Stored records:
------------------------------------

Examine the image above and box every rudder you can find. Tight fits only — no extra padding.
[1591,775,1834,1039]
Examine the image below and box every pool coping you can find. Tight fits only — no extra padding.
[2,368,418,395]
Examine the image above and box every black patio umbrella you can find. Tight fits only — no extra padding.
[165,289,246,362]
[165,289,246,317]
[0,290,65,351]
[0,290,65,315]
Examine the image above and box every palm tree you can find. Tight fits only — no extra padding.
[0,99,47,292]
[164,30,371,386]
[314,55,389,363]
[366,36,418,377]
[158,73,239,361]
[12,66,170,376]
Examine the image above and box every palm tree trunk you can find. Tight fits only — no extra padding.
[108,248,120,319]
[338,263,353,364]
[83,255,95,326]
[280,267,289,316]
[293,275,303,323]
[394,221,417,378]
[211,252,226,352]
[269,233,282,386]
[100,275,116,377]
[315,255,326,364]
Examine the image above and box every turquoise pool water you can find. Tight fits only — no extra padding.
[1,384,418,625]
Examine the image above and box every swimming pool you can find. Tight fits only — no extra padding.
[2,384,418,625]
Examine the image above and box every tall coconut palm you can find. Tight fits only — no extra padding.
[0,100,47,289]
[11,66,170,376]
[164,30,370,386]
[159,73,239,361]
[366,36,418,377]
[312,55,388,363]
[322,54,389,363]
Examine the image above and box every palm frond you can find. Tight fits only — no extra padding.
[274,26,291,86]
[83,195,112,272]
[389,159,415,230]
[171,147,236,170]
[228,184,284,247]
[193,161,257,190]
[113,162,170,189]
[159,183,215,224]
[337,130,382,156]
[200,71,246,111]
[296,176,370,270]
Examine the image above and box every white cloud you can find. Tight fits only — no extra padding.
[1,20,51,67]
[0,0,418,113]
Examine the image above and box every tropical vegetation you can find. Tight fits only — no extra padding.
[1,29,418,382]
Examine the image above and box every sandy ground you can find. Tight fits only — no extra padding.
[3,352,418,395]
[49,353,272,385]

------------------------------------

*REQUIREMENT*:
Each line from the one containing "Examine the image above and box every white" to the final line above should be written out exactly; please omit the others.

*WRITTEN ANSWER*:
Examine the image above and box every white cloud you can find. Tight fits only — no extra padding.
[1,20,51,67]
[0,0,418,113]
Examine the image above and box every tropical vegetation you can find. Tight fits only — no extra padding.
[1,29,418,382]
Examine the image above and box every sandy ground you can find. Tight fits only — no extra padding.
[3,352,418,395]
[49,353,272,385]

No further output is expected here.